Il suo esimio successore alla guida di Fatah e dell’Anp, quel Mahmud Abbas che si autodefinisce “Abu Mazen”, evidentemente soddisfatto della poltrona di “presidente” sine die dei palestinesi nonostante la sconfitta elettorale ad opera di Hamas,  è in pratica lo specchio palestinese di Sharon.
Ridotto a guidare il suo orto blindato in Palestina da una casa di Ramallah controllata dalla sempre più estesa rete di insediamenti coloniali ebraici nella terra palestinese di Cisgiordania occupata da Israele nella guerra preventiva del ’67, detta dei Sei Giorni, via via che si succedono i passi diplomatici atlantici  spacciati come “negoziati di pace per dare una patria ai palestinesi”, continua a alternare artificiose condanne verbali a sostanziali rinuncie della sovranità palestinese sui territori occupati dalle colonie israeliane.
Sulle orme dell suo mentore Arafat, “Abu Mazen” ha fin qui accondisceso a innumerevoli compromessi. Rinunzia ad una patria indivisibile, rinuncia ai territori dichiarati palestinesi nel 1948 dall’Onu (benché frutto della spartizione del mondo sancita da Churchill, Roosevelt e Stalin a Jalta) rinuncia alla riappropriazione della Cisgiordania e della Gerusalemme araba, strappate dai sionisti nel 1967), rinuncia ad attivare condanne dell’Onu contro Israele, in barba a oltre 65 risoluzioni delle Nazioni Unite, rinuncia al mantenimento del continuum territoriale di una Palestina divisa dal “Muro di sicurezza” sionista, rinuncia a gran parte  di Gerusalemme est e a bloccare le espulsioni dei residui suoi cinquantamila residenti arabi, rinuncia alla lotta armata, rinuncia alla sovranità militare dell’eventuale “Palestina”, rinuncia a sottostare al responso delle democratiche scelte elettorali dei suoi cittadini, rinuncia a fermare la progressiva intensa colonizzazione delle terre palestinesi (gli attuali insediamenti sionisti accolgono già 300 mila ebrei e dalla mezzanotte di lunedì sono ricominciate le costruzioni di altre diecimila case a Kiryat Arba, Kedumim, Kiryat Netamim)  rinuncia a protestare per la ripresa degli insediamenti, rinuncia a dichiarare per questo motivo inutili i negoziati di pace, e così via…
Di questo passo l’espatrio totale dei palestinesi dalla Cisgiordania (almeno quelli “curati” dall’esimio Mahmud Abbas) verso le Isole Fiji  è cosa o compiuta o comunque da avvenire a medio termine.

===============

- **Compiti da svolgere**
(a) Trascrivi parola per parola il brano su Mahmud Abbas, cominciando da "Ridotto a guidare" e proseguendo fino a "dalle colonie israeliane.".
(b) Riscrivi tutti i record del dataset di puntamento come CSV a due colonne, "richiesta" e "risposta", con una riga per ogni richiesta. Metti il testo della richiesta e la sua risposta ciascuno in un unico campo tra virgolette, sostituendo gli a capo con spazi.

Record del dataset di puntamento
===============

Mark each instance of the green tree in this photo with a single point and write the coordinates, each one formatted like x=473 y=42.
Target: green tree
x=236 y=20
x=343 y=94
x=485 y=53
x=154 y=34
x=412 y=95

===============

- **Risultati dei compiti**
(a)
Ridotto a guidare il suo orto blindato in Palestina da una casa di Ramallah controllata dalla sempre più estesa rete di insediamenti coloniali ebraici nella terra palestinese di Cisgiordania occupata da Israele nella guerra preventiva del ’67, detta dei Sei Giorni, via via che si succedono i passi diplomatici atlantici  spacciati come “negoziati di pace per dare una patria ai palestinesi”, continua a alternare artificiose condanne verbali a sostanziali rinuncie della sovranità palestinese sui territori occupati dalle colonie israeliane.

(b)
richiesta,risposta
"Mark each instance of the green tree in this photo with a single point and write the coordinates, each one formatted like x=473 y=42. Target: green tree","x=236 y=20 x=343 y=94 x=485 y=53 x=154 y=34 x=412 y=95"